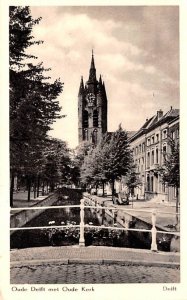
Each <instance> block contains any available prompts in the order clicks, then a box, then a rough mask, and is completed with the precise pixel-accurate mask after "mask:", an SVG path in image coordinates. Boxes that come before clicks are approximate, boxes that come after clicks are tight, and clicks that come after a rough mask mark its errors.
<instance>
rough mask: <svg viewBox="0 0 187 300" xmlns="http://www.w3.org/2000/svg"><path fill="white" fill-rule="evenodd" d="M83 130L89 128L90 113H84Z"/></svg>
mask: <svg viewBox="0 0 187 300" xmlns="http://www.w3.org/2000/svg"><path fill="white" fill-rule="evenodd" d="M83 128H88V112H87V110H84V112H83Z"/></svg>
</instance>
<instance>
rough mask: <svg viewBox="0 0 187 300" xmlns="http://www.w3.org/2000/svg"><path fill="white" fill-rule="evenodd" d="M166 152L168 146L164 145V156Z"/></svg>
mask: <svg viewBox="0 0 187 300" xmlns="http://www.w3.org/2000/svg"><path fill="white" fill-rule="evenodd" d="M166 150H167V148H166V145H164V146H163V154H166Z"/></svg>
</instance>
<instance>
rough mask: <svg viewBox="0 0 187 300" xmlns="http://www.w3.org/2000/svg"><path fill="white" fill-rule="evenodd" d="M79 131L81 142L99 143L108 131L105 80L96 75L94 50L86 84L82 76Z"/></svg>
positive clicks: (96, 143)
------------------------------------------------------------------------
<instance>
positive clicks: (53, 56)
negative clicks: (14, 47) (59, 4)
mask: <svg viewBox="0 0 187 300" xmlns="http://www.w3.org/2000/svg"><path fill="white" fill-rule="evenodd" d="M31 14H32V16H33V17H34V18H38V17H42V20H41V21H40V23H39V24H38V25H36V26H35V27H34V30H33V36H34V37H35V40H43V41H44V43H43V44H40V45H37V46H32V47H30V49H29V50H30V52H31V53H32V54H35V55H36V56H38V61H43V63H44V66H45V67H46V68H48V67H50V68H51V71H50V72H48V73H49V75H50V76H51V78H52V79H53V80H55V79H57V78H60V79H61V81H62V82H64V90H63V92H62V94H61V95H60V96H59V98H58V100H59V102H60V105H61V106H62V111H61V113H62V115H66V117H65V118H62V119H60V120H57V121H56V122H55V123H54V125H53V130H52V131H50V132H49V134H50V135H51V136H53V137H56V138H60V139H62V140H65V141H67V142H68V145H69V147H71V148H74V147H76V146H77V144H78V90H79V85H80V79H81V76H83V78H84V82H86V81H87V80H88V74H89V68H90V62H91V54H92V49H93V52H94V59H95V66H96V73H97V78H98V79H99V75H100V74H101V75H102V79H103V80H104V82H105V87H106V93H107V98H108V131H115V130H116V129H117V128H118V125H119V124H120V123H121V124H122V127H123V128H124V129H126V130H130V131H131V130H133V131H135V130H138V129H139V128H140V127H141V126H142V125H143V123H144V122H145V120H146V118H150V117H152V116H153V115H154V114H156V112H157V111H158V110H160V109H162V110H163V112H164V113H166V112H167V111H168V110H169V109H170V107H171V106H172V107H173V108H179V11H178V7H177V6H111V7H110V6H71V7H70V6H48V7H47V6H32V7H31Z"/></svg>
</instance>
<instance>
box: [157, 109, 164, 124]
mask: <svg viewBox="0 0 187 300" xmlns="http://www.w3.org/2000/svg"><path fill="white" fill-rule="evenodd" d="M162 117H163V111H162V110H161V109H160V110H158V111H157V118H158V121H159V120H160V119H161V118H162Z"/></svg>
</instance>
------------------------------------------------------------------------
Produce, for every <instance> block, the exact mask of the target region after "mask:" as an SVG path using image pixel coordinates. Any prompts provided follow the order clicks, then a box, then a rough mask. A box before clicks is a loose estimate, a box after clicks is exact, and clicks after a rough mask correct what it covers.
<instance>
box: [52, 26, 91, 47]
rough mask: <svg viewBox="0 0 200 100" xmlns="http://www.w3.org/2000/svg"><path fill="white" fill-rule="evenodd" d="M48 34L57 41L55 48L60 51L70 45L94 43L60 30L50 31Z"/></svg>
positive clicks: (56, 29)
------------------------------------------------------------------------
## [How to complete this task]
Rewrite the listing starting at the line that contains "Each <instance> block" and ending at the line that contains "positive clicks: (96, 143)". Replace every "rough mask" with "coarse mask" and leave everything else unchanged.

## [Response]
Each <instance> block contains any available prompts in the order clicks, then a box, then a coarse mask, and is completed with the precise pixel-accurate mask after "mask:", an SVG path in image coordinates. Boxes that come before clicks are approximate, boxes that come after clicks are tight, and clicks that come after a coarse mask mark its errors.
<instance>
coarse mask: <svg viewBox="0 0 187 300" xmlns="http://www.w3.org/2000/svg"><path fill="white" fill-rule="evenodd" d="M83 130L89 128L90 113H84Z"/></svg>
mask: <svg viewBox="0 0 187 300" xmlns="http://www.w3.org/2000/svg"><path fill="white" fill-rule="evenodd" d="M83 128H88V112H87V110H84V112H83Z"/></svg>
</instance>
<instance>
coarse mask: <svg viewBox="0 0 187 300" xmlns="http://www.w3.org/2000/svg"><path fill="white" fill-rule="evenodd" d="M166 152L168 146L164 145V156Z"/></svg>
mask: <svg viewBox="0 0 187 300" xmlns="http://www.w3.org/2000/svg"><path fill="white" fill-rule="evenodd" d="M166 150H167V148H166V145H164V146H163V154H166Z"/></svg>
</instance>
<instance>
coarse mask: <svg viewBox="0 0 187 300" xmlns="http://www.w3.org/2000/svg"><path fill="white" fill-rule="evenodd" d="M79 131L81 142L99 143L108 131L105 80L96 75L94 50L86 84L82 76Z"/></svg>
positive clicks: (96, 143)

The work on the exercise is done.